Task material ::
=== Section Start ===
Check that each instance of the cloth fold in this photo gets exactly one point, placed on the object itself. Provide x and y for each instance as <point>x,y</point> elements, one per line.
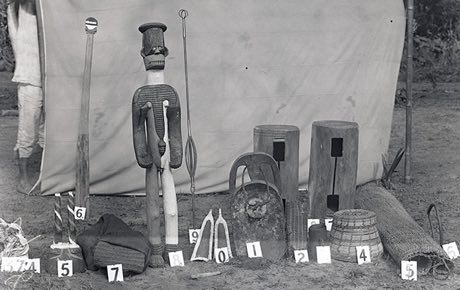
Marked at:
<point>111,241</point>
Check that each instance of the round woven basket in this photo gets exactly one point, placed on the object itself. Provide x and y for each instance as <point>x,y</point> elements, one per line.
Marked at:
<point>352,228</point>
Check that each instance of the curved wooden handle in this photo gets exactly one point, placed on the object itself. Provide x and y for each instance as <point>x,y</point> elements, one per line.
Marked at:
<point>253,162</point>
=== Section End ===
Every line of the material must be returned verbatim, and pictures must be left behind.

Check that each instance of the cloth fold in this photo gets exactly one point, placed on the object itself. Provide x and y for each instance as <point>x,y</point> elements, one per line.
Marked at:
<point>111,241</point>
Check that each instance of the round woven basket in this photo gets exactly one point, placed on the object itself. Provide x and y for each instance as <point>x,y</point> elements, one per line.
Marked at:
<point>352,228</point>
Check that each instance of the curved wooden handle in this photo gets exactly one point, placed on the object itself. Provide x and y for each instance as <point>x,y</point> elements, one per line.
Marked at:
<point>253,162</point>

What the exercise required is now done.